_REQUIREMENT_
The data must be returned in full and exactly as given.

Extracted data entries
###

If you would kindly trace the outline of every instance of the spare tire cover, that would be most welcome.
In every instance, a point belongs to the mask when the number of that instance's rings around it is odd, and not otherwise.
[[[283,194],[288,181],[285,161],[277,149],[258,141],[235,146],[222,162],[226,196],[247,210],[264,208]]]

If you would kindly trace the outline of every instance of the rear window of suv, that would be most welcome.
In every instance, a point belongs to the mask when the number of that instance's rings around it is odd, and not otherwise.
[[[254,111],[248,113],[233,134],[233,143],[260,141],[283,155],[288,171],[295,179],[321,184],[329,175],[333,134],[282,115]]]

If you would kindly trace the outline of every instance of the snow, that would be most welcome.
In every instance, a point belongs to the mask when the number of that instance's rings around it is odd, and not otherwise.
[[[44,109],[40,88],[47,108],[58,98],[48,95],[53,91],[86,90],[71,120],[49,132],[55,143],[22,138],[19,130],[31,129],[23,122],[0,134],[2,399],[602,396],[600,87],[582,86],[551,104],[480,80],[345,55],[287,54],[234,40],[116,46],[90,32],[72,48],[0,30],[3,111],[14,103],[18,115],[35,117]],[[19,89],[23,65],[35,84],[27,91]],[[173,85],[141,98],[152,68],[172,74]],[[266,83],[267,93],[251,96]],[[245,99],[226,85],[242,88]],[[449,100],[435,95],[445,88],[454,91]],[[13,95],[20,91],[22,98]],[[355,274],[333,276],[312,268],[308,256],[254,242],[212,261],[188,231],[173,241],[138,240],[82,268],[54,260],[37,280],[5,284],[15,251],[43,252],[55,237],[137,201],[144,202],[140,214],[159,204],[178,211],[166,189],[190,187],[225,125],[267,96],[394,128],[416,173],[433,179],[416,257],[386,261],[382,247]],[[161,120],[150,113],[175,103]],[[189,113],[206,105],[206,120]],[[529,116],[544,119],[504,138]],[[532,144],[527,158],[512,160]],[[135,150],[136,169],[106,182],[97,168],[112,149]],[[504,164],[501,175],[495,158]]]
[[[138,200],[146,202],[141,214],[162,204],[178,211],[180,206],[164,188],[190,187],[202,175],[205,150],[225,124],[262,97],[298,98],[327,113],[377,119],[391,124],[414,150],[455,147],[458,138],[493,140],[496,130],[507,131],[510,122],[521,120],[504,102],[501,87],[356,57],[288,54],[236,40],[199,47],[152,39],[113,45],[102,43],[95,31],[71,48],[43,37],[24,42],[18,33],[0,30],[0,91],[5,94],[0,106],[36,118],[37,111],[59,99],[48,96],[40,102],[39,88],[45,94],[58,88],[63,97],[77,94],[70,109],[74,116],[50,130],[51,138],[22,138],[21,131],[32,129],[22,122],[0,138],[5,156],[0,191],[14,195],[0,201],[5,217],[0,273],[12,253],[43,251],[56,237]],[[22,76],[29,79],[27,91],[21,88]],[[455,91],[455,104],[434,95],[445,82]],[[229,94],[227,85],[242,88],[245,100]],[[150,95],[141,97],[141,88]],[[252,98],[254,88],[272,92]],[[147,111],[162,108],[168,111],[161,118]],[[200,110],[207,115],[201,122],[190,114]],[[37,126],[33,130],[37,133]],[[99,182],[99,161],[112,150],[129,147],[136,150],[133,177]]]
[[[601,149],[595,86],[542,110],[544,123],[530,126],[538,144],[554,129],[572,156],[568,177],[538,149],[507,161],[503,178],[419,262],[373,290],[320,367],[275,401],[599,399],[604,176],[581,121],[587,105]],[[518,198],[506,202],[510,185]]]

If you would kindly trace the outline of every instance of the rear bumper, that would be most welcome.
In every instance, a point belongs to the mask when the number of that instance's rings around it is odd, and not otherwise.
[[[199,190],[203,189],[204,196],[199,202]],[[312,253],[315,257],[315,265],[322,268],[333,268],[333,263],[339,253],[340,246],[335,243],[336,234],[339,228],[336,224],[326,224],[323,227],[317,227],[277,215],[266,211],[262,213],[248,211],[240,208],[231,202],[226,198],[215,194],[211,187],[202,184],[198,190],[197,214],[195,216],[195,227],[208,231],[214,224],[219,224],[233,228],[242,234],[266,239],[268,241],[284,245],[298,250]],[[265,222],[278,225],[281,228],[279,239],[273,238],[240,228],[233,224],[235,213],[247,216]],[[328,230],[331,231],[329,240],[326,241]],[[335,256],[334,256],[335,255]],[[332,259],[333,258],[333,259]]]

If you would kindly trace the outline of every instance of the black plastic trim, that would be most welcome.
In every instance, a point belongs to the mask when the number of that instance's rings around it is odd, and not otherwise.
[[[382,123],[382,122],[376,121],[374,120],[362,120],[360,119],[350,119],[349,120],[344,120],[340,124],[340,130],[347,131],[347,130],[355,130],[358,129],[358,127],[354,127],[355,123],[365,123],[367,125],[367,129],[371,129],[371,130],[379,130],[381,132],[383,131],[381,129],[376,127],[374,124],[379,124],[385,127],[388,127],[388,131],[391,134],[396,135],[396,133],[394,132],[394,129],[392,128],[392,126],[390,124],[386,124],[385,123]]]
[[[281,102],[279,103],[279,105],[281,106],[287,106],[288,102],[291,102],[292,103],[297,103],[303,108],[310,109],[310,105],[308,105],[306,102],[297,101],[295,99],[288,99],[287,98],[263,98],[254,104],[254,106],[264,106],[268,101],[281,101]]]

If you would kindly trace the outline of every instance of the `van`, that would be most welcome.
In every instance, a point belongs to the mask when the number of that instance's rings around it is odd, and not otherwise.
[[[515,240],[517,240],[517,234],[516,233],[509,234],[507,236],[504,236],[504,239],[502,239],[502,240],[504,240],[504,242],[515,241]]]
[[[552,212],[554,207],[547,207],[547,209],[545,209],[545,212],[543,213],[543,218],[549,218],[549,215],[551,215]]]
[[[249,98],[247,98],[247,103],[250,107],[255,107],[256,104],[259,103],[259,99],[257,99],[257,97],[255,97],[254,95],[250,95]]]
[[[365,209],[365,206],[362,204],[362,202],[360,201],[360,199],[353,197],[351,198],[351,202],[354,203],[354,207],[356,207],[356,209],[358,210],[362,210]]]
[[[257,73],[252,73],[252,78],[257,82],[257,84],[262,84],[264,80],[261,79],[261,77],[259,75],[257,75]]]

###

_ANSWER TO THIS TASK_
If you would kindly trace the outline of every instance of the spare tire cover, that would be most welcome.
In every instance, a point belongs to the mask when the number of that instance's rings around it is odd, and not otherwise.
[[[283,194],[288,181],[285,161],[277,149],[258,141],[235,146],[222,162],[226,196],[247,210],[264,208]]]

If you would kindly trace the outline of every instance of the rear window of suv, that would be most welcome.
In every instance, a point belongs to the mask when the number of that instance's rings around it is odd, and not otherwise.
[[[254,111],[248,113],[233,134],[233,143],[260,141],[283,155],[288,171],[295,179],[321,184],[329,175],[333,134],[282,115]]]

If you would kindly trace the outline of every instance of the snow, that would be most welcome.
In every instance, a point belongs to the mask when the number of that instance's rings around it is odd, and not otherwise.
[[[44,109],[40,88],[47,108],[58,98],[48,95],[53,91],[86,90],[71,120],[49,132],[55,143],[22,138],[19,130],[31,129],[23,122],[0,134],[2,399],[602,396],[600,87],[582,86],[551,104],[480,80],[345,55],[287,54],[234,40],[116,46],[90,32],[72,48],[0,30],[3,111],[14,103],[18,115],[35,117]],[[19,89],[23,65],[35,84],[27,91]],[[173,85],[141,98],[152,68],[172,74]],[[266,83],[267,93],[251,96]],[[245,99],[226,85],[242,88]],[[449,100],[435,95],[445,88],[454,91]],[[13,95],[20,91],[22,98]],[[355,274],[333,276],[312,268],[308,256],[254,242],[212,261],[188,231],[173,241],[138,240],[82,268],[54,260],[37,280],[5,284],[15,251],[43,252],[55,237],[137,201],[144,202],[140,214],[159,204],[178,211],[166,189],[190,187],[225,125],[267,96],[394,128],[416,173],[433,179],[416,257],[386,261],[382,247]],[[161,120],[150,113],[175,103]],[[189,113],[206,105],[206,120]],[[529,116],[544,119],[504,138]],[[532,144],[527,158],[512,160]],[[135,150],[136,169],[106,182],[97,168],[112,149]],[[504,164],[501,175],[495,158]]]
[[[138,200],[146,202],[141,214],[162,204],[178,211],[180,206],[164,188],[190,187],[202,175],[205,150],[225,124],[262,97],[298,98],[327,113],[377,119],[391,124],[414,150],[455,147],[458,138],[493,140],[496,130],[507,131],[510,122],[521,120],[504,102],[501,87],[356,57],[288,54],[236,40],[199,47],[152,39],[113,45],[102,43],[95,31],[71,48],[43,37],[24,42],[18,33],[0,30],[0,91],[5,94],[0,106],[36,118],[37,111],[59,99],[48,96],[40,102],[39,88],[45,94],[58,88],[63,97],[77,94],[70,109],[74,116],[50,130],[51,138],[22,138],[21,131],[32,129],[22,122],[0,138],[5,156],[0,191],[14,195],[0,201],[5,217],[0,273],[12,253],[43,251],[56,237]],[[22,76],[29,79],[27,91],[21,88]],[[455,91],[455,104],[434,95],[445,82]],[[229,94],[227,85],[242,88],[245,100]],[[150,95],[141,97],[141,88]],[[252,98],[254,88],[272,92]],[[147,111],[162,108],[168,111],[161,118]],[[200,110],[207,115],[201,122],[190,114]],[[37,126],[33,130],[37,133]],[[99,182],[99,161],[112,150],[129,147],[136,150],[133,177]]]
[[[601,149],[595,86],[542,110],[544,123],[530,126],[538,144],[554,129],[572,156],[568,177],[538,149],[507,161],[503,178],[419,262],[373,290],[320,367],[275,401],[599,399],[604,176],[581,121],[587,105]],[[518,198],[506,202],[510,185]]]

If you would kindly trace the outline of every instance of the rear bumper, that would be most welcome.
In every instance, a point belongs to the mask when the number of that instance's rings around it is odd, and not otherwise.
[[[199,190],[203,189],[204,196],[199,202]],[[312,253],[315,257],[315,265],[322,268],[333,268],[333,263],[339,253],[340,246],[335,243],[336,234],[339,228],[336,224],[326,224],[323,227],[317,227],[277,215],[266,211],[262,213],[248,211],[240,208],[231,202],[226,198],[215,194],[211,187],[202,184],[198,190],[197,214],[195,216],[195,227],[208,231],[214,224],[219,224],[233,228],[242,234],[266,239],[268,241],[284,245],[298,250]],[[265,222],[278,225],[281,228],[279,239],[273,238],[240,228],[233,224],[235,213],[247,216]],[[328,230],[331,231],[329,240],[326,241]],[[335,256],[334,256],[335,255]],[[332,259],[333,258],[333,259]]]

If you would kindly trace the outline of every instance of the black plastic trim, that would be most welcome.
In every instance, a point belongs to the mask when the number of that instance's rings around it is odd, and not otherwise.
[[[382,123],[382,122],[376,121],[374,120],[362,120],[360,119],[350,119],[349,120],[344,120],[340,124],[340,130],[347,131],[347,130],[355,130],[358,129],[358,127],[354,127],[355,123],[365,123],[367,125],[367,129],[371,129],[371,130],[379,130],[381,132],[383,131],[381,129],[376,127],[374,124],[379,124],[385,127],[388,127],[388,131],[391,134],[396,135],[396,133],[394,132],[394,129],[392,128],[392,126],[390,124],[386,124],[385,123]]]
[[[281,102],[279,103],[279,105],[281,106],[287,106],[288,102],[291,102],[292,103],[297,103],[303,108],[310,109],[310,105],[308,105],[306,102],[297,101],[295,99],[288,99],[287,98],[263,98],[254,104],[254,106],[264,106],[268,101],[281,101]]]

If you would kindly trace the outline of every instance of the `van`, that would be most welcome.
In every instance, a point belongs to the mask when the number of that instance's rings around it is odd, and not otherwise.
[[[515,240],[517,240],[517,234],[516,233],[509,234],[507,236],[504,236],[504,239],[502,239],[502,240],[504,240],[504,242],[515,241]]]
[[[552,212],[554,207],[547,207],[547,209],[545,209],[545,212],[543,213],[543,218],[549,218],[549,215],[551,215]]]
[[[249,98],[247,98],[247,103],[250,107],[255,107],[256,104],[259,103],[259,99],[257,99],[257,97],[255,97],[254,95],[250,95]]]
[[[365,209],[365,206],[362,204],[362,202],[360,201],[360,199],[353,197],[351,198],[351,202],[354,203],[354,207],[356,207],[356,209],[358,210],[362,210]]]
[[[257,73],[252,73],[252,78],[257,82],[257,84],[262,84],[264,80],[261,79],[261,77],[259,75],[257,75]]]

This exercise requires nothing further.